*** LISTED ENTRIES ***

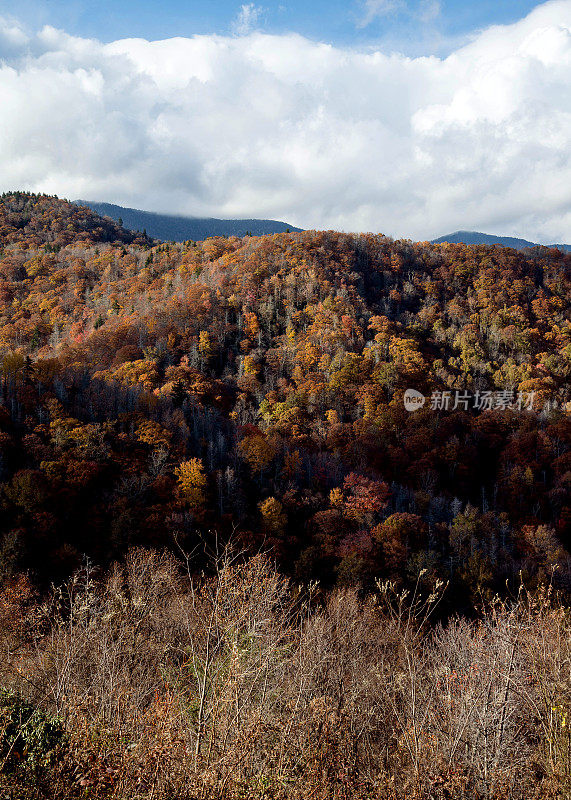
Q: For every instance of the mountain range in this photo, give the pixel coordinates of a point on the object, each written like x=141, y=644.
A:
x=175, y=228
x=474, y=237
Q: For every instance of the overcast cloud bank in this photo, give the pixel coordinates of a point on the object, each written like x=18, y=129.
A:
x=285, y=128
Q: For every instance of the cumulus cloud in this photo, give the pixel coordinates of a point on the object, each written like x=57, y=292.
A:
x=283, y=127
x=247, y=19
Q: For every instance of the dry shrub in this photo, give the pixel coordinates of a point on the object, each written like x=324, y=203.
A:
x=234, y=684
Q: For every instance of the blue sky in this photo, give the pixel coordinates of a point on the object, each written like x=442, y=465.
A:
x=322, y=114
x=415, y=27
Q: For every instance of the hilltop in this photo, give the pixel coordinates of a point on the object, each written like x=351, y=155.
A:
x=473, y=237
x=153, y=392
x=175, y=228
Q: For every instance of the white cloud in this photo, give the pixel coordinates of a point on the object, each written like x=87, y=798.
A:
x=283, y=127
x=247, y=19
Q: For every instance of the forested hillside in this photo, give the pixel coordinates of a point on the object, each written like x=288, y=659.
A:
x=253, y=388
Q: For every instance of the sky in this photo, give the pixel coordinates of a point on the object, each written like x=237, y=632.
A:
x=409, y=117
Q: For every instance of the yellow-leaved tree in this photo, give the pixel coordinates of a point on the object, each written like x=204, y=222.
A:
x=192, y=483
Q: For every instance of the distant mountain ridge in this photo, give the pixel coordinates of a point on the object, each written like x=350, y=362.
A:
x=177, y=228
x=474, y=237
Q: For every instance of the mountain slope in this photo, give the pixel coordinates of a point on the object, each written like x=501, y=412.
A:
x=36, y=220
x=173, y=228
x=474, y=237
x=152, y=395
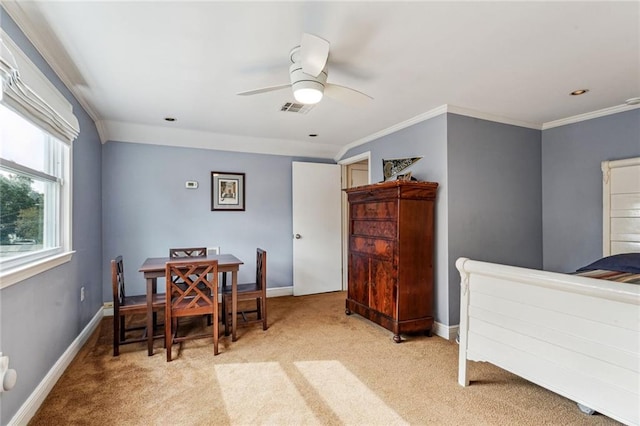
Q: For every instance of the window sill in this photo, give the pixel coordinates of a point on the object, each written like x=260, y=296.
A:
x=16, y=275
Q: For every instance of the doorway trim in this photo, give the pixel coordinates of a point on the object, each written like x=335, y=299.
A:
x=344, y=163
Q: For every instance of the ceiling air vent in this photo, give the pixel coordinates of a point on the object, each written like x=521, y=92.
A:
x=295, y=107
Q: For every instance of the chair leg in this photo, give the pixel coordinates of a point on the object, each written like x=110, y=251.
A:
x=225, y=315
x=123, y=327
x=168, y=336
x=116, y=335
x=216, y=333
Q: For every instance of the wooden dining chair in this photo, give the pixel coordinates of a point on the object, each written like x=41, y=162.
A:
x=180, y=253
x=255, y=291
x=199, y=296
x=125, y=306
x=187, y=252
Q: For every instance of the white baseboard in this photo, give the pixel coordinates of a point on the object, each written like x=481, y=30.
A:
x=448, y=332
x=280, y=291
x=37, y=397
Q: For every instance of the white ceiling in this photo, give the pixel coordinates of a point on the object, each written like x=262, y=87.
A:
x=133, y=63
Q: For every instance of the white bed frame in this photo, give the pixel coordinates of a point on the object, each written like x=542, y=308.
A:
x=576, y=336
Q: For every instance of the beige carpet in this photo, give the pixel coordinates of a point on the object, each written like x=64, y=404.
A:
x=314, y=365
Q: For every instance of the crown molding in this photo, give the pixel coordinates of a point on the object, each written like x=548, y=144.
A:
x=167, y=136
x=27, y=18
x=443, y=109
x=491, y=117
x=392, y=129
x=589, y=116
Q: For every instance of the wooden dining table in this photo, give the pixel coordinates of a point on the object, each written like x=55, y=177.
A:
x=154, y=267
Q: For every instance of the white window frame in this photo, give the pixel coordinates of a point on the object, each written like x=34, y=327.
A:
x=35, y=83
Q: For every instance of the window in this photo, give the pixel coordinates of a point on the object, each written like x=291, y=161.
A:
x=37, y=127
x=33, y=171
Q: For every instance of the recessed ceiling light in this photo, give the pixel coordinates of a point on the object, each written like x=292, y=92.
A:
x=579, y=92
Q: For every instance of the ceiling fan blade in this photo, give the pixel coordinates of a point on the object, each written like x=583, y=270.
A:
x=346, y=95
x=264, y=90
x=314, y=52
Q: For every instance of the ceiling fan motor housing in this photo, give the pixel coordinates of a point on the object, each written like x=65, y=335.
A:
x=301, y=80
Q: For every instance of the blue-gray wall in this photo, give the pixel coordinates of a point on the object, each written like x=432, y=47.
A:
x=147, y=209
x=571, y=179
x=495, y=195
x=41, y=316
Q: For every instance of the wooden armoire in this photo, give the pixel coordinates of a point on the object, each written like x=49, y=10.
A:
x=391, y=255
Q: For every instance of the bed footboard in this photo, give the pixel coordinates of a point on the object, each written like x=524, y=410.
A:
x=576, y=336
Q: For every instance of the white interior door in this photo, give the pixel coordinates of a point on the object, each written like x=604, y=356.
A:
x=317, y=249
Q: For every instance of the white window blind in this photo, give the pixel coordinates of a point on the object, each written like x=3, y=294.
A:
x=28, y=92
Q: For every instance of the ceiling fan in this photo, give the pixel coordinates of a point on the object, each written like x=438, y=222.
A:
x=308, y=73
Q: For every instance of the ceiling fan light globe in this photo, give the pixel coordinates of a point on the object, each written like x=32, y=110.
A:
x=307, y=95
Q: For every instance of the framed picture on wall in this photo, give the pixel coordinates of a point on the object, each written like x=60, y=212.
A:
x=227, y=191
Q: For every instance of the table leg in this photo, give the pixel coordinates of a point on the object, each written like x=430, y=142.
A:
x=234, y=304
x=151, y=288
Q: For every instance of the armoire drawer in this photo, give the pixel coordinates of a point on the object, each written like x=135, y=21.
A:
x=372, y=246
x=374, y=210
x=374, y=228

*** End of LISTED ENTRIES ***

:: PROBLEM REQUIREMENTS ::
What lines in the data hold the word "blue"? Return them.

:: TASK RESULT ::
Q: For every instance of the blue sky in this photo, give the pixel coordinates of a point on the object, each written like x=442, y=465.
Q: For every instance of the blue-gray wall in this photo, give the pixel coordinates of a point on the object, each written like x=432, y=47.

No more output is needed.